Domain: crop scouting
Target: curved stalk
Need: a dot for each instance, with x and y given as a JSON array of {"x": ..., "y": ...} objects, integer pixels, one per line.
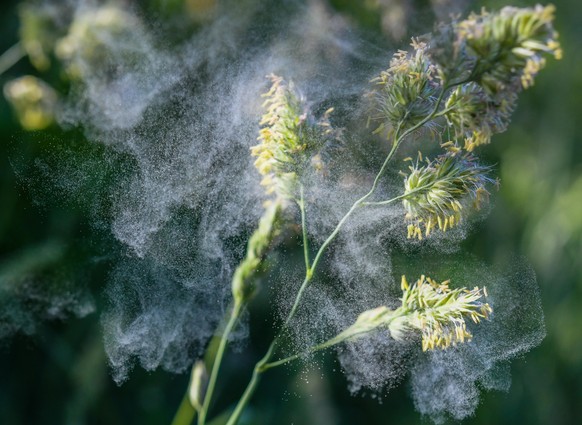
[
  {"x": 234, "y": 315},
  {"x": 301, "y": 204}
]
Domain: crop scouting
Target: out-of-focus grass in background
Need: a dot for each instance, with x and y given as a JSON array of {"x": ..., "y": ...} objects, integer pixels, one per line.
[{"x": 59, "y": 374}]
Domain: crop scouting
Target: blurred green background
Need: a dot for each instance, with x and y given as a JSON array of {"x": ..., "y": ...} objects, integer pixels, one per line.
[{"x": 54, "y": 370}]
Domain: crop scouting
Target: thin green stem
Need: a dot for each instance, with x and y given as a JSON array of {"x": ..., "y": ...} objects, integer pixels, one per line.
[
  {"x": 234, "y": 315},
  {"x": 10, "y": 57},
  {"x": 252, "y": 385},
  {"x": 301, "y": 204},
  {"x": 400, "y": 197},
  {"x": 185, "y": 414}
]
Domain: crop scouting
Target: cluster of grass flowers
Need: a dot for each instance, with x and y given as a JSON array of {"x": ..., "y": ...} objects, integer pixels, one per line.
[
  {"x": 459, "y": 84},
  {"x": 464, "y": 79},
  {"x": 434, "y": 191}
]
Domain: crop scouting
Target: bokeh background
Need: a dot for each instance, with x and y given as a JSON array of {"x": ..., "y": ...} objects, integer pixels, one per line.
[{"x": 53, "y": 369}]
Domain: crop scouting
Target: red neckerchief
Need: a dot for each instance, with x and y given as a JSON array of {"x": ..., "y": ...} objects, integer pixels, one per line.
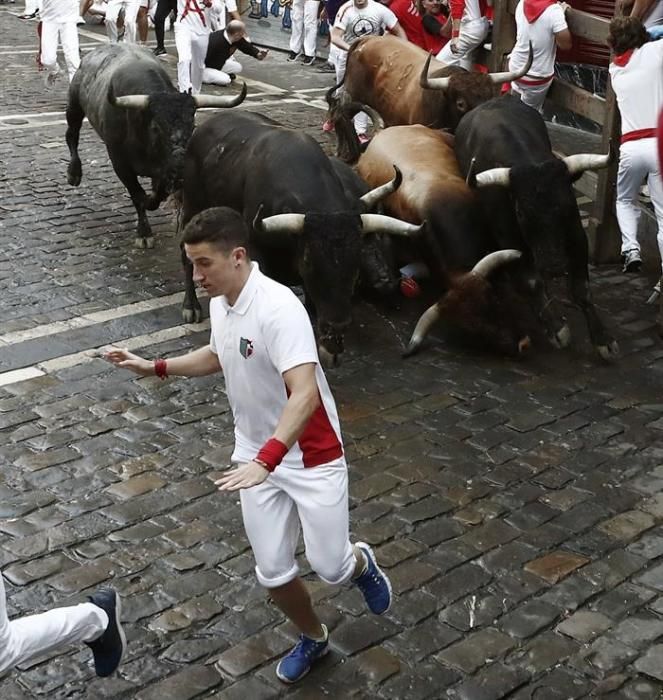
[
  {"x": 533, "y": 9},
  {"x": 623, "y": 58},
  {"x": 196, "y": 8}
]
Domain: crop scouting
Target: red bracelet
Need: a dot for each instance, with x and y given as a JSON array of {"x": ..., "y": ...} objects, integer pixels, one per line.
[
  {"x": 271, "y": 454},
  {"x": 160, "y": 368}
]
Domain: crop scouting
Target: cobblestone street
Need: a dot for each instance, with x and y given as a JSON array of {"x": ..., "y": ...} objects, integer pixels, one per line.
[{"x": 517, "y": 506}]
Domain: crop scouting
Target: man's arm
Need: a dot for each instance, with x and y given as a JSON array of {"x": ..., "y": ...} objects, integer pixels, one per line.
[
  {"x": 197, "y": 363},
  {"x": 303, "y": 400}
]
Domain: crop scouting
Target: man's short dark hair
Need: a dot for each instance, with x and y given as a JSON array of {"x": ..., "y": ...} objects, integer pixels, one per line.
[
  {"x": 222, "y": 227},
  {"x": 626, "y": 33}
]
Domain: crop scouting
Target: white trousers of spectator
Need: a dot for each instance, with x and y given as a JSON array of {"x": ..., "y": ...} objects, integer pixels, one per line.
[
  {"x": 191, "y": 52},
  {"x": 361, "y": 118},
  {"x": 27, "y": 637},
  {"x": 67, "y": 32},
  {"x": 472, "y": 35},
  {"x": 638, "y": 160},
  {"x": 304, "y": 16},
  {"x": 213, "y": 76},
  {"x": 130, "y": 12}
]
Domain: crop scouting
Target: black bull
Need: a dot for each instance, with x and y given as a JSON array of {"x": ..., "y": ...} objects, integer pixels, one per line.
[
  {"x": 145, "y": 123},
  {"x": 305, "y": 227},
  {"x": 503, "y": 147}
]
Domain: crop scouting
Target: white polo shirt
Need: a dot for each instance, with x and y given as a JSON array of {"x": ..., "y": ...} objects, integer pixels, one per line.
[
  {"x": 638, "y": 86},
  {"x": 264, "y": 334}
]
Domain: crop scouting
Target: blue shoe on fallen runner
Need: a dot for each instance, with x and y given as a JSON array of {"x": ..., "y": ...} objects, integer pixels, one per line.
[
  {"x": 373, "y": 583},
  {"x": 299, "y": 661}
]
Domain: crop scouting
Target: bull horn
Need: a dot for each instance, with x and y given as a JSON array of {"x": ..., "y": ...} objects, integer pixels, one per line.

• [YOUR GOAL] Everything from the line with "Target: bull horn" through the last line of the data above, please return word for word, and no other line.

• [RESPONSE]
Target: bull horn
Need: a dot for each instance, with x and y given as a JSON array of {"x": ..., "y": ...} objects, integer pixels, one per line.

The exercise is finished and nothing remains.